■ Exercise description: Output every record below precisely as it is written.

<<<<

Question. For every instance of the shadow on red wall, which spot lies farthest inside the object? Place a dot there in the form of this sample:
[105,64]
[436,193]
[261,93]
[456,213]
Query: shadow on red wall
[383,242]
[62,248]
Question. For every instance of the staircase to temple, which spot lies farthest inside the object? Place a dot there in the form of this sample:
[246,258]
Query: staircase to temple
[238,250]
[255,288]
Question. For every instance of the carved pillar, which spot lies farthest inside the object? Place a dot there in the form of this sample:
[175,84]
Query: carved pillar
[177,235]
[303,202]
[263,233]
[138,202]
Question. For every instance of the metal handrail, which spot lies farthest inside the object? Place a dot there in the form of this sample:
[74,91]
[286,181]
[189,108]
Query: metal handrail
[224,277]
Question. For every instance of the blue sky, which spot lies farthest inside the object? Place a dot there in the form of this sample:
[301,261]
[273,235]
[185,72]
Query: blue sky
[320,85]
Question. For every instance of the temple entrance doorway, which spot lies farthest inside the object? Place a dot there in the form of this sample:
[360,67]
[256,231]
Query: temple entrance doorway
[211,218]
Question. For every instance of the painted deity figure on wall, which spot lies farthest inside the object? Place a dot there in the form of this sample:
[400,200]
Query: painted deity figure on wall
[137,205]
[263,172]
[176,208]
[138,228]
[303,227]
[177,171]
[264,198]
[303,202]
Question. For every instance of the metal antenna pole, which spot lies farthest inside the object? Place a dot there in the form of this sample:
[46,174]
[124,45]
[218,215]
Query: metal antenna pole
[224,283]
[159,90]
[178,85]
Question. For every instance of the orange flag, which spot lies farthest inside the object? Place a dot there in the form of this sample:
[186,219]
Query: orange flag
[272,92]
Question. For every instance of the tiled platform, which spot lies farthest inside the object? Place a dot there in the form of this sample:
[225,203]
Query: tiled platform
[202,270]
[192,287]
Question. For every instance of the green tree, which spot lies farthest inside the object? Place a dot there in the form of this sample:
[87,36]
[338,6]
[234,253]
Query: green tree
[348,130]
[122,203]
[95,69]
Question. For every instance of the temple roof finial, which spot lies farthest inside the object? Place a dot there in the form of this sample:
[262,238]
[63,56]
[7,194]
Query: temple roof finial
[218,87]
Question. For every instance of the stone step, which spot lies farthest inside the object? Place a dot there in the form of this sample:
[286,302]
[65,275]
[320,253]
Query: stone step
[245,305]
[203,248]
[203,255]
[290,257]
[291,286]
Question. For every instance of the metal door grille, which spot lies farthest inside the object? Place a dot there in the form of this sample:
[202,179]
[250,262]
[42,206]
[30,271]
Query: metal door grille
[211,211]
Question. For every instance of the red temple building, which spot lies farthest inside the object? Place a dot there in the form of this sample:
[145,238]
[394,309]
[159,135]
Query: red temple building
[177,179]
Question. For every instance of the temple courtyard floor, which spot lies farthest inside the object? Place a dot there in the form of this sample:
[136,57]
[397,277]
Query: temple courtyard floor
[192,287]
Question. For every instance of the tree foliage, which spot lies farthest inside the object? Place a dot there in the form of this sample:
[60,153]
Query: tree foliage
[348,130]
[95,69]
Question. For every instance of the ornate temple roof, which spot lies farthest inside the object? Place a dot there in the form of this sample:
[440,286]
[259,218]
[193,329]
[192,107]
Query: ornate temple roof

>>>>

■ Response area:
Question. For every instance of the shadow on red wall, which spot lies farthest inside the object? Place a dot there in the form of this sample:
[105,64]
[436,193]
[261,93]
[456,213]
Query: shadow on red wall
[383,242]
[62,248]
Question. For every instance of the staircase to temple, which spot lies farthest inside the object? Place a dot there in the form of this sample:
[246,258]
Query: staircase to temple
[238,250]
[255,288]
Question. For every instance of the carved pillar, which spot lies farthest inside the object? Place a dot there in the form of this sample:
[175,84]
Query: carved pillar
[177,235]
[303,202]
[263,233]
[138,202]
Question. For every instance of the metal handrail, which spot lies farthest inside the object? Place a dot there in the form of this sample:
[74,91]
[286,181]
[189,108]
Query: metal handrail
[224,277]
Question. For every instance of the blue sky, which spot lies farthest inside the object? Place a dot there in the form of this sample:
[301,261]
[273,235]
[185,72]
Query: blue sky
[320,85]
Question. For every instance of the temple entrance doorway, which spot lies farthest inside the object? Place a dot there in the form of this sample:
[360,67]
[256,231]
Query: temple entrance doorway
[211,218]
Question. For every instance of the painted deity figure on wall, which spot lies farthest inside the object? Place a dot there in the form of this sample:
[400,200]
Query: painted deity figure on wall
[137,205]
[263,172]
[176,208]
[138,228]
[303,227]
[177,171]
[264,198]
[303,202]
Question. For every instance of the metal antenna pole, which spot lies farthest inside the object? Place a dot there in the form of this sample:
[46,174]
[124,45]
[218,215]
Query: metal antenna pole
[224,283]
[159,90]
[178,85]
Question. For every instance of the orange flag, which spot lies farthest inside the object? Place a dot there in the form of this sample:
[186,219]
Query: orange flag
[272,92]
Question. For every instance of the tiled platform, which spot lies farthest inside the object? Place a dot there in the form of this sample:
[225,203]
Query: tiled platform
[202,270]
[192,287]
Question. For every instance of the green tree, which spot lies farthest inside the object? Place a dot there in the form of this sample:
[87,36]
[338,6]
[234,253]
Query: green tree
[348,130]
[122,203]
[95,69]
Question. For every instance of the temple roof finial, which spot lies farthest inside the object? Place a dot there in the form of this sample:
[262,238]
[63,56]
[7,194]
Query: temple roof finial
[218,87]
Question. For every instance of the stone step, which spot lies farthest inside the object? Place a dot there in the form of this sample:
[286,302]
[65,275]
[320,253]
Query: stone step
[245,305]
[203,248]
[203,255]
[290,257]
[291,286]
Question. For every instance of the metal door grille, which spot lies farthest inside the object? Place a dot there in the form of this sample:
[202,179]
[250,262]
[42,206]
[30,271]
Query: metal door grille
[211,211]
Question. For every instance of the red temple building, which spot lies farthest inside the object? Place a dot there in the form of this sample:
[145,238]
[394,309]
[159,135]
Query: red temple building
[177,179]
Question. For every instance of the temple courtyard floor, which spot lies farthest inside the object? Place a dot there in the form of this sample:
[136,57]
[397,277]
Query: temple courtyard floor
[192,287]
Question. For every instance of the tree foliage, which spot lies farthest inside the object? Place a dot there in the form of this sample:
[60,153]
Query: tree foliage
[348,130]
[95,69]
Question. For every instance of the ornate temple roof, which spot lies farthest inside the object? Place a dot there in the form of this sample:
[440,286]
[259,218]
[193,329]
[192,107]
Query: ornate temple roof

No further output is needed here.